> _Task description_:
Restate each record word for word, omitting whatever pictures it holds.
┄┄┄┄┄┄
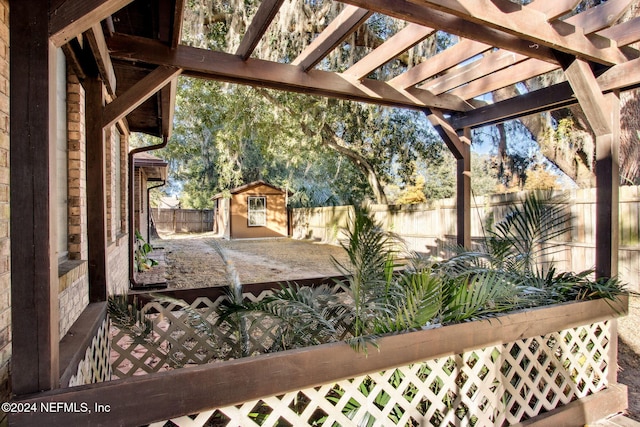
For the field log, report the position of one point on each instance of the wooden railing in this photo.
(500, 370)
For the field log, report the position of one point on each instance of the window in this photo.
(257, 211)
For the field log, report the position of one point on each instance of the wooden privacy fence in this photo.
(431, 227)
(182, 220)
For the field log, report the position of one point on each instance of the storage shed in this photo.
(254, 210)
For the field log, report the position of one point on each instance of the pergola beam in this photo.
(492, 62)
(74, 17)
(438, 63)
(516, 20)
(259, 25)
(599, 17)
(620, 77)
(553, 9)
(399, 43)
(460, 147)
(335, 33)
(98, 46)
(625, 33)
(34, 263)
(410, 12)
(138, 93)
(603, 114)
(502, 78)
(207, 64)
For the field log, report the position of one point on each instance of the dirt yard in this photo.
(192, 262)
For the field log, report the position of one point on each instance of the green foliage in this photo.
(141, 255)
(377, 298)
(127, 317)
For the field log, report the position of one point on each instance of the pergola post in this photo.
(607, 193)
(34, 272)
(460, 147)
(603, 114)
(463, 190)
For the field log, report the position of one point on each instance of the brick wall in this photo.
(77, 145)
(5, 273)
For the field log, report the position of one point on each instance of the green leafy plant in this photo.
(141, 255)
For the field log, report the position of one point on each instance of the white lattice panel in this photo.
(492, 386)
(174, 342)
(95, 366)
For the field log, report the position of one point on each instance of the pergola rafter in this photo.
(516, 43)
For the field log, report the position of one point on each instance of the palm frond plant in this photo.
(369, 289)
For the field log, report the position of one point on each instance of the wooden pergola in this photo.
(134, 49)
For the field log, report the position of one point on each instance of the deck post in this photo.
(34, 264)
(603, 114)
(459, 143)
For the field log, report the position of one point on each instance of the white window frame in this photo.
(252, 211)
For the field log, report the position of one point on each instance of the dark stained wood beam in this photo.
(598, 17)
(603, 114)
(506, 77)
(460, 147)
(138, 93)
(402, 41)
(73, 17)
(590, 97)
(550, 98)
(168, 100)
(621, 77)
(335, 33)
(462, 51)
(403, 9)
(625, 33)
(607, 192)
(34, 263)
(491, 62)
(516, 20)
(98, 46)
(259, 25)
(203, 63)
(553, 8)
(176, 30)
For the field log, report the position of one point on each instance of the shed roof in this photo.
(249, 186)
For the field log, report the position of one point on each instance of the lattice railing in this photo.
(185, 337)
(95, 366)
(496, 385)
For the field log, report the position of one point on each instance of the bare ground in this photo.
(192, 262)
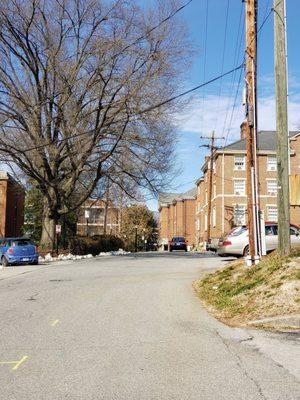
┄┄┄┄┄┄
> _Expected answer_:
For the field log, report the position of one point on each instance of the wooden railing in this photo.
(500, 370)
For the field log, report the position of one point on each instance of the window in this photo.
(257, 211)
For the field log, report the position of one point on each instance of the wooden privacy fence in this photo.
(431, 227)
(182, 220)
For the field log, report the position of one point on each instance of the storage shed in this photo.
(254, 210)
For the field log, report the position of one point on each instance of the pergola beam in this photo.
(492, 62)
(74, 17)
(438, 63)
(516, 20)
(259, 25)
(599, 17)
(620, 77)
(553, 9)
(399, 43)
(460, 147)
(335, 33)
(98, 46)
(625, 33)
(34, 263)
(410, 12)
(138, 93)
(603, 114)
(502, 78)
(207, 64)
For the field log, report the position of one point on each instance of the dirt yard in this photo.
(192, 262)
For the field log, report the position of one point on each instance of the green foliage in this photo.
(141, 255)
(377, 298)
(127, 317)
For the field log, report the position of one point on each instance of the pergola post in this photo.
(607, 193)
(34, 272)
(460, 147)
(603, 114)
(463, 190)
For the field log, report the position of one point on each instance of the brick wall in this photo.
(77, 145)
(5, 273)
For the field log, report the position of one point on each instance of the green leafy plant in this photo.
(141, 255)
For the field log, report the position of one point on each instance of the white lattice panel in this photo.
(492, 386)
(174, 342)
(95, 366)
For the field log, report the position of one point on each instance of the pergola rafter in this photo.
(516, 43)
For the field log, report the position of one point on each instance of the palm frond plant in this photo.
(369, 289)
For the field log, report the position of one point on each instance of the wooden pergola in this photo.
(134, 49)
For the field log, report the position of one point on each instance of the deck post in this photo.
(34, 264)
(603, 114)
(459, 143)
For the field log, report the position of one point on each instance of the white window frame in this photo.
(252, 211)
For the field log, report the position of one point on each instance of the dark stained wood beam in this photo.
(598, 17)
(603, 114)
(506, 77)
(460, 147)
(138, 93)
(402, 41)
(73, 17)
(590, 97)
(550, 98)
(168, 100)
(621, 77)
(335, 33)
(462, 51)
(403, 9)
(625, 33)
(607, 192)
(34, 263)
(491, 62)
(516, 20)
(98, 46)
(259, 25)
(203, 63)
(553, 8)
(176, 30)
For the field log, report the position of one point on each instance of the shed roof in this photo.
(249, 186)
For the field log, report the position of one point on each instance of the lattice railing in this photo.
(185, 337)
(95, 366)
(496, 385)
For the field log, report the position of one point on each instance of the bare ground in this photo.
(192, 262)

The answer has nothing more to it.